I Googled for other brands and they too offer pressure regulators (probably for the intake) but haven't found any specs on them.  I know there are pressure regulators for much higher pressure but I wonder if they need to be matched to the pump so the pump doesn't short cycle (on/off) repeatedly.

Maybe I just don't understand how these pumps work and that they self regulate regardless of flow rate but I'm skeptical.  If the pressure across my iron filter varies commensurate with gpm flow, then the output of the booster would likely vary as well.


----------



## seige101 (Sep 26, 2009)

Just some random thoughts here.

Would the booster pump not try to draw water through the filter faster than the filter can process it?

What about putting a pressure tank in line after the filter?  This way you have a reserve of all ready filtered water.


----------



## LLigetfa (Sep 26, 2009)

Another approach I'm considering is to use a constant pressure system.  The variable speed submersible pump with constant pressure controller wouldn't work because of the iron filter, for two reasons.  First, the micronizer only works at low pressures.  Second, the constant pressure is measured at the storage tank, not after the iron filter.  A second variable speed pump would have to be placed in tandem after the iron filter.  It sounds expensive.

Another approach is the cycle stop valves (CSV) that work with cheaper conventional fixed rate pumps.  They are designed to keep the pump running under variable draw and not cycle on and off.  I just started looking into these systems and haven't found a schematic of exactly how they work but my guess is that it works like a flow limiting pressure regulating valve holding back some of the surplus water pressure between the pump and the pressure sensor.  From what I read, the plumbing before the pump along with the pump have to be able to sustain very high pressures which sounds like a catastrophe in waiting.  The solution might be to deploy some sort of pressure relief valve to bleed surplus pressure back to the storage tank before the iron filter.

I really like the idea of having a constant pressure or at least as near to it as possible.

http://www.cyclestopvalves.com/applications_1.html


----------



## LLigetfa (Sep 26, 2009)

seige101 said:
			
		

> Just some random thoughts here.
> 
> Would the booster pump not try to draw water through the filter faster than the filter can process it?

▶ _Entries provided_:
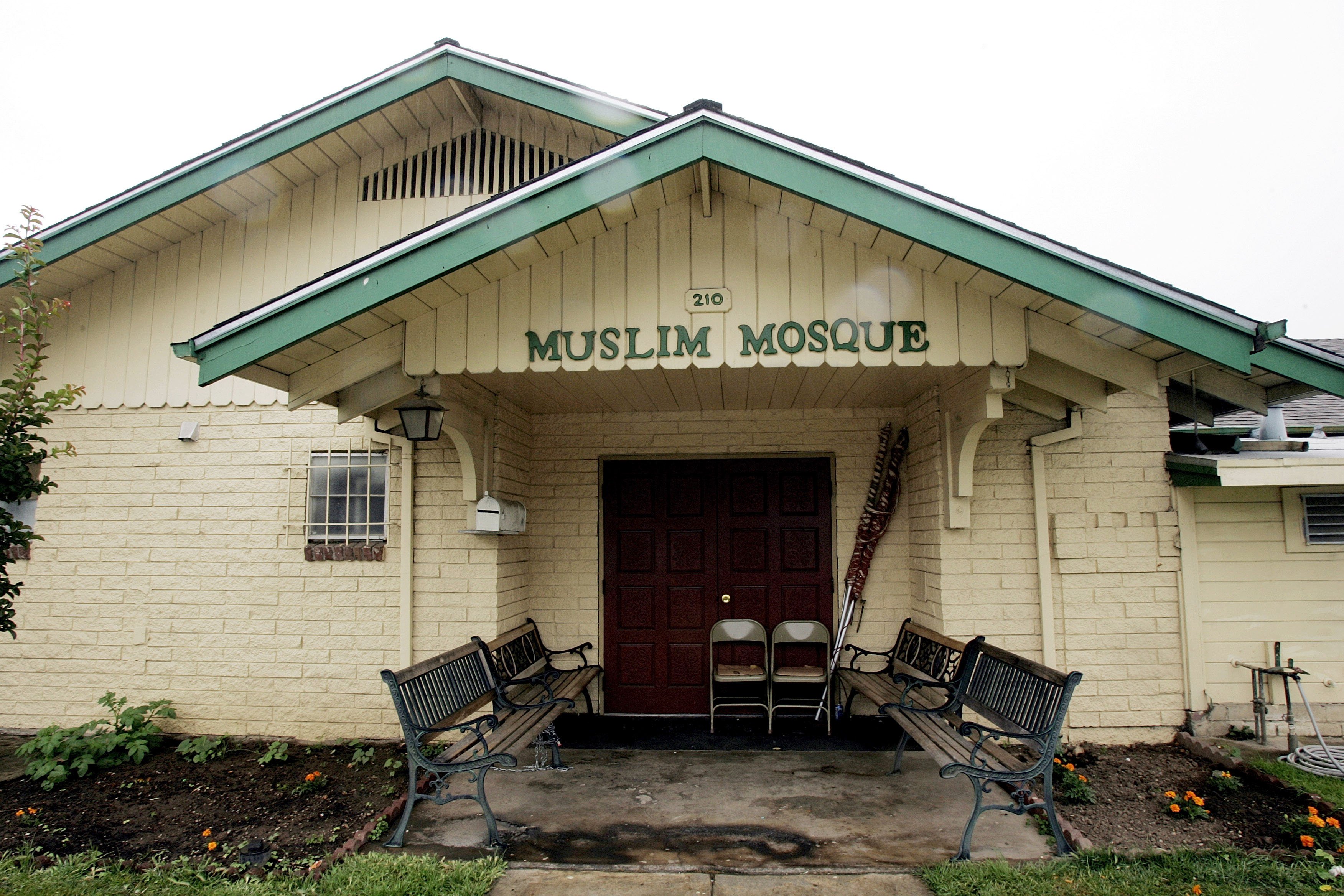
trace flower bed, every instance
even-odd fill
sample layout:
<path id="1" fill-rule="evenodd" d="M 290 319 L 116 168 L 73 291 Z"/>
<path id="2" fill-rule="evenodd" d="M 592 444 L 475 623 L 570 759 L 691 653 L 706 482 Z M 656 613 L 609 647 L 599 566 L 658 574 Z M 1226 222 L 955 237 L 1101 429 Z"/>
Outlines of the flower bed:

▶ _What is asked_:
- 1) Duplicate everything in the booster pump thread from "I Googled for" down to "seige101 (Sep 26, 2009)".
- 2) Name each type of valve mentioned in the booster pump thread.
- 3) Take the forum thread on booster pumps and iron filters further from where it stops.
The records come from a different source than the forum thread.

▶ _Outputs by task_:
- 1)
I Googled for other brands and they too offer pressure regulators (probably for the intake) but haven't found any specs on them.  I know there are pressure regulators for much higher pressure but I wonder if they need to be matched to the pump so the pump doesn't short cycle (on/off) repeatedly.

Maybe I just don't understand how these pumps work and that they self regulate regardless of flow rate but I'm skeptical.  If the pressure across my iron filter varies commensurate with gpm flow, then the output of the booster would likely vary as well.


----------



## seige101 (Sep 26, 2009)

- 2)
- Cycle stop valves (CSV)
- Flow limiting pressure regulating valve
- Pressure relief valve

- 3)
Yes, it would but it would create a larger pressure differential across the filter.  I theorize that having a larger pressure differential will allow for more gpm flow.



			
				seige101 said:
			
		

> What about putting a pressure tank in line after the filter?  This way you have a reserve of all ready filtered water.


I did consider that but the second pressure tank would never achieve more pressure than the current tank which is limited because of the micronizer.

I have considered a complete second conventional jet pump and pressure tank after the iron filter as a last resort but am being seduced by the notion of a constant pressure system.  Granted, I could deploy a pressure regulator after the second system and set the regulator to the kick-in pressure on the second pump.


----------



## Valveman (Sep 27, 2009)

A micronizer doesn’t really care what the pressure is.  It only works when the volume of water is sufficient to cause a pressure differential across the device, so the venturi can draw in air.  The higher the presser, the less volume your pump produces.  When the pressure gets high enough, and the volume from the pump gets low enough, the micronizer no longer draws in air.

A larger well pump that produces more volume at higher pressure would make the micronizer work from 30 PSI, all the way up to 50 PSI.  However, this will cause the well pump to cycle on and off excessively, because your pump will then produce much more volume than you are using.  

Adding a Cycle Stop Valve to a larger well pump will keep the pressure constant and prevent the pump from cycling.  Although when the system  gets up to the pressure held constant by the CSV, the volume of water produced will be determined by the amount being used at that time.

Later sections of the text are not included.